Required action >> With pictures left out, set down every record word for word.

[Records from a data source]
-- -- --

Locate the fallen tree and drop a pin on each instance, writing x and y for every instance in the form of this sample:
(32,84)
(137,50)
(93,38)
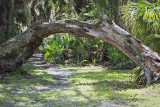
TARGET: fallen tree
(105,30)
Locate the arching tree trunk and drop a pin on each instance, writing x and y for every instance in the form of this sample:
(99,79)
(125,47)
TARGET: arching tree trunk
(105,30)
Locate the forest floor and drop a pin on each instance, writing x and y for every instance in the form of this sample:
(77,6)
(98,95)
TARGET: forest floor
(73,86)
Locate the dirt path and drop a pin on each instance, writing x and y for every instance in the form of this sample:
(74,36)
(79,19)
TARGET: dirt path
(60,75)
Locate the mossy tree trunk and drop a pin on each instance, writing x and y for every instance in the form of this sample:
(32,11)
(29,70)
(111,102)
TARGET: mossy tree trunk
(105,30)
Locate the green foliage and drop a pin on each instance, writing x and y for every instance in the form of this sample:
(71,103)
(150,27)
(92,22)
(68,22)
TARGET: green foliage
(142,18)
(117,58)
(138,76)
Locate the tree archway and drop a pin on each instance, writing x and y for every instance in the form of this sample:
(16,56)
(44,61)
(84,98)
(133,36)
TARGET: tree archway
(105,30)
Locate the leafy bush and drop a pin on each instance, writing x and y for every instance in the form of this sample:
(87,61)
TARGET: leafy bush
(118,59)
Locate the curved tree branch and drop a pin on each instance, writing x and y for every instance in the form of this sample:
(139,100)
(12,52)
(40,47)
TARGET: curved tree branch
(105,30)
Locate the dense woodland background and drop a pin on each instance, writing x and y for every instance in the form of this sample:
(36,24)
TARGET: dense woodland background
(69,70)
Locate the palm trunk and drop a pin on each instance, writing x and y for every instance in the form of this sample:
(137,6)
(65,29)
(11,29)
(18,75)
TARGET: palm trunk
(106,30)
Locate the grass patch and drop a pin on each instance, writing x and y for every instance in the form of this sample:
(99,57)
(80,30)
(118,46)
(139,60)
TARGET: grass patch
(88,87)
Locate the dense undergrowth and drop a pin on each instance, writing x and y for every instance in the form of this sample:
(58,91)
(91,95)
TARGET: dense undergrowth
(88,87)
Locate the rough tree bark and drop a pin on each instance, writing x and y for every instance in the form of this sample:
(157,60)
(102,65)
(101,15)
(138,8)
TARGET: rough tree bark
(105,30)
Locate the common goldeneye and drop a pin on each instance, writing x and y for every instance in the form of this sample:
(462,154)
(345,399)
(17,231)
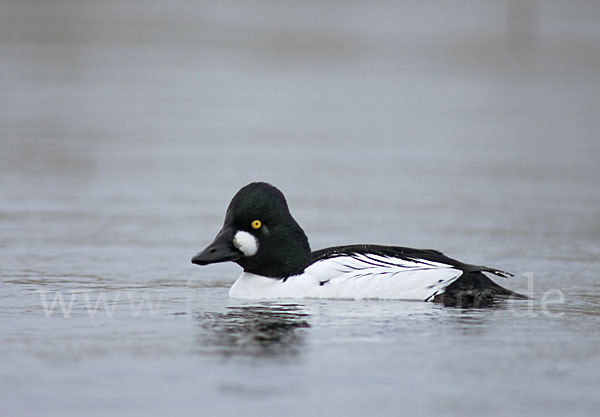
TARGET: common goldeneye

-- -- --

Response to the task >>
Locate the fallen tree and drop a pin on each instance, writing x and y for every instance in the form of this sample:
(32,84)
(137,50)
(93,38)
TARGET: fallen tree
(105,30)
Locate the arching tree trunk and drop a pin on each instance, writing x and y for every instance in the form of this sample:
(99,79)
(125,47)
TARGET: arching tree trunk
(105,30)
Locate the forest floor and drop a pin on each instance, writing x and y for every instance in the form of this sample:
(77,6)
(98,95)
TARGET: forest floor
(73,86)
Locate the dirt path and drop a pin on each instance, writing x and y for every instance in the form of this sample:
(74,36)
(79,19)
TARGET: dirt path
(60,75)
Locate the mossy tree trunk and drop a pin on each instance, writing x and y for every instance in the form of this sample:
(32,11)
(29,70)
(111,102)
TARGET: mossy tree trunk
(105,30)
Locate the green foliage and drop a pin on each instance, writing x and y for every instance in the form of this sample:
(71,103)
(150,27)
(92,22)
(68,22)
TARGET: green foliage
(142,18)
(117,58)
(138,76)
Locate the tree archway and drop a pin on each instance, writing x and y for every instance in the form of this sample:
(16,56)
(44,61)
(84,98)
(133,36)
TARGET: tree archway
(105,30)
Locate the leafy bush and drop a pin on each instance, writing x and y for every instance in the form of this sample:
(87,61)
TARGET: leafy bush
(118,59)
Locate the curved tree branch and drop a pin on each instance, writing x and y for every instance in the form of this sample:
(139,100)
(12,52)
(40,47)
TARGET: curved tree branch
(105,30)
Locate the dense woodland background and drop a pin on each instance, writing x and y for every instance in the form of this sample:
(36,24)
TARGET: dense woodland background
(69,70)
Locate the palm trunk and drop a pin on each instance, writing x and y for every instance in the form of this sample:
(137,6)
(65,29)
(11,29)
(18,75)
TARGET: palm trunk
(106,30)
Locate the grass patch and drop a pin on each instance, writing x and y for every instance in the form of this sample:
(99,57)
(80,30)
(118,46)
(139,60)
TARGET: grass patch
(88,87)
Locate the dense undergrowth and drop a pin on each instance, writing x and y for every instance in the form of this sample:
(58,91)
(91,95)
TARGET: dense undergrowth
(88,87)
Locate the rough tree bark and drop a pin on each instance, writing x and y for every instance in the form of this sample:
(157,60)
(102,65)
(101,15)
(138,8)
TARGET: rough tree bark
(105,30)
Locate the common goldeneye and drop a pin on each instance, writing x and y for every instance in the form of this sample:
(462,154)
(345,399)
(17,231)
TARGET: common goldeneye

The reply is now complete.